Your task
Rewrite the records between the line holding "Task: a point for each instance of the turquoise" and the line holding "Target: pectoral fin", inclusive, changing "turquoise water" to "teal water" and leaving everything else unchanged.

Object pointing dataset records
━━━━━━━━━━━━━━━━
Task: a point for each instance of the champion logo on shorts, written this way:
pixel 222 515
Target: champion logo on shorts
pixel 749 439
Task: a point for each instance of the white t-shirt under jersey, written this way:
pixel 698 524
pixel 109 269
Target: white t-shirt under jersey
━━━━━━━━━━━━━━━━
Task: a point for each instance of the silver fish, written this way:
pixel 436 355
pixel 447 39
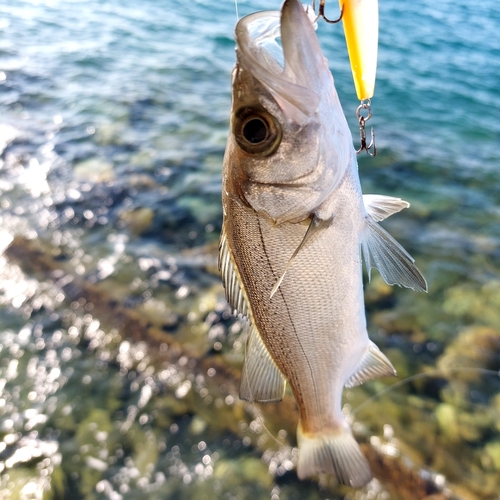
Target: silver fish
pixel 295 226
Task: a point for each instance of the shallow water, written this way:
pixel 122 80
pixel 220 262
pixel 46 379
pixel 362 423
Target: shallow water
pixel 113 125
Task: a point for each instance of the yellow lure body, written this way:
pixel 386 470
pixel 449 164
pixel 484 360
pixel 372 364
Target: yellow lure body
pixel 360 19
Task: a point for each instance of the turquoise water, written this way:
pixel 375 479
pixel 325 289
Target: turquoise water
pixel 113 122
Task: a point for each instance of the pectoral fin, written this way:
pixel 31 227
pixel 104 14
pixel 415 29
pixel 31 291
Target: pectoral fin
━━━━━━━━━━━━━━━━
Written response
Task: a point for each instance of the teal water, written this way:
pixel 375 479
pixel 325 289
Target: teal water
pixel 113 122
Task: a point for each instance of the pectoral fin, written this way:
pixel 31 227
pixel 104 14
pixel 415 29
pixel 31 291
Target: pectoral fin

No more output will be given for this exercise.